* _TEXT EXCERPT_
⁂

Referring to the accompanying Figures, FIG. 1 shows a jacket 1 prepared in accordance with the present invention. Jacket 1 contains torso portion 2 and arm portions 3. Torso portion 2 contains collar edge 4, closure edge 5 and bottom edge 6. Arm portions 3 contain respective edge portions 7.

The jacket comprises outer layer 8 and inner layer 9. Outer layer 8 comprises a flame resistant and abrasion resistant material, such as Nomex Duck or Twill Weave. The outer layer contains a major portion and a minor portion. The minor portion comprises the portion(s) adjacent the terminal edges of the garment. In the case of a jacket, the minor portion may include the bottom edge portion 10 (delineated by dotted line 10a) and/or arm edge portions 13 (delineated by dotted line 13a) . The dimensions of these portions is limited only by the feasibility of making the corresponding portion of the inner layer large enough to extend far enough from the edge of the outer layer to economically perform its function while leaving the balance (and major portion) of the garment free to be removed from the outer layer as described below. Typical delineation of the minor portion of the outer layer is at from about 1 to 6 inches from the terminal edge(s) of the garment.

Inner layer 9 comprises a moisture barrier material such as Goretex and a thermal insulative layer such as Nomex Duck or Twill Weave. The inner layer 9 is divided into a minor portion, such as 9a, and a major portion, such as 9b. The minor portion of the inner layer is permanently attached beneath the corresponding minor portion of the outer layer. This is done such as by stitching as shown with respect to the attachment of portion 9a to the outer layer by stitching 14. The major portion of the inner layer is releasably attached beneath the major portion of the outer layer, such as by snaps, such as 15 and others (not shown).

FIG. 2 shows a cross-sectional view of a portion of the jacket shown in FIG. 1. This view further shows how minor and major portions of the inner layer (9a and 9b, respectively) are releasably attached to one another, and how the minor portion of the inner layer is permanently attached to the outer layer. This view also shows how the minor and major portions may be made to overlap at their interface to maintain the thermal insulation and moisture barrier qualities of the liner.

A pair of trousers may also be prepared for use with or with out an accompanying jacket. Such a pair of trousers may have constructions similar to that shown in FIGS. 1 and 2 at the leg portion edges.

FIG. 3 shows a pair of trousers 20 in accordance with the present invention. Trousers 20 contains torso portion 21 and leg portions 22. Leg portions 21 contain respective edge portions 23.

⁂

Copy the garment description between "A pair of trousers may also" and "leg portion edges.", inclusive, and change "constructions" to "designs".

⁂

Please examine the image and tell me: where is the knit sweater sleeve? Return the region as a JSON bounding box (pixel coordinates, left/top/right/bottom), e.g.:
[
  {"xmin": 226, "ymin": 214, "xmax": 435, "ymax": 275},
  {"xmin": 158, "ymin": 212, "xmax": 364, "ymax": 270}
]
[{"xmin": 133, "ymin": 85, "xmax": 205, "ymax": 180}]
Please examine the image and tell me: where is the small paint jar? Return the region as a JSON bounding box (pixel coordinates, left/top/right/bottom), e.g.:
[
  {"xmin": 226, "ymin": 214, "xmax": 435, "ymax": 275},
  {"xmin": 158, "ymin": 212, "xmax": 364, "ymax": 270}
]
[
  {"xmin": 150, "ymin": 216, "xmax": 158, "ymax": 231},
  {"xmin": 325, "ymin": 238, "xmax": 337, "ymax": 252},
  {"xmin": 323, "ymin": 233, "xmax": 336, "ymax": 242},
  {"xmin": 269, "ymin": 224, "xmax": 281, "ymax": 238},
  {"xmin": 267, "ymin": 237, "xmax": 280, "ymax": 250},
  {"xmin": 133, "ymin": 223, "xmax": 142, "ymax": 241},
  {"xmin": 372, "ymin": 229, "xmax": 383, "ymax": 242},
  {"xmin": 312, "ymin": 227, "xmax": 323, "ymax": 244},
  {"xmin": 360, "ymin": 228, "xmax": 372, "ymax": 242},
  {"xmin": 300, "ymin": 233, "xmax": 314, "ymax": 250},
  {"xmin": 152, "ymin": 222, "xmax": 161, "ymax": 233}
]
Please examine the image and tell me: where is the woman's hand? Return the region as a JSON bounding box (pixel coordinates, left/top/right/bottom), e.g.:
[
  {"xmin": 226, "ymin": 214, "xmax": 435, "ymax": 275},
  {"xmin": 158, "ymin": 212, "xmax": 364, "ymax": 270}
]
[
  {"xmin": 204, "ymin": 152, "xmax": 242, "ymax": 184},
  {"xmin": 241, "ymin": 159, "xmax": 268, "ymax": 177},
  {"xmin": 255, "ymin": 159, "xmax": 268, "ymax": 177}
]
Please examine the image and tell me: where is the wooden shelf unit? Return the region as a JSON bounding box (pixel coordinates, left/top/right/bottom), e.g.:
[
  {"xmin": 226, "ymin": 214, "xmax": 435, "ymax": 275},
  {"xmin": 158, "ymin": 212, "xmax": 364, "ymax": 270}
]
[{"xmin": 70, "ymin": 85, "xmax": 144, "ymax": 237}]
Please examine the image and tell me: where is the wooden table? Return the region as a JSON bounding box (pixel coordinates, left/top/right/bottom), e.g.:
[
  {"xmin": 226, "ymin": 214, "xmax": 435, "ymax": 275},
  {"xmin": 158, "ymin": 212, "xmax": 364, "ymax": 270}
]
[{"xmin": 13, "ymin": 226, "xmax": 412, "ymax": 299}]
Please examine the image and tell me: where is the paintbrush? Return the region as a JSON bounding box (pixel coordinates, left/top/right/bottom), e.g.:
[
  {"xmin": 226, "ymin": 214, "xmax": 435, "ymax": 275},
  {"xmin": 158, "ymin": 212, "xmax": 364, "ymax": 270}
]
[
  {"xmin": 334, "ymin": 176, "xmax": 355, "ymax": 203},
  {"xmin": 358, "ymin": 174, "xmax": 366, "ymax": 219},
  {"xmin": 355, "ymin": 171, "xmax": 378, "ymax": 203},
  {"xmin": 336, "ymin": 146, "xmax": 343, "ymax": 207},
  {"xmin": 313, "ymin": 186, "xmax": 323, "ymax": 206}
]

⁂

* _SOLVED PROBLEM_
A pair of trousers may also be prepared for use with or with out an accompanying jacket. Such a pair of trousers may have designs similar to that shown in FIGS. 1 and 2 at the leg portion edges.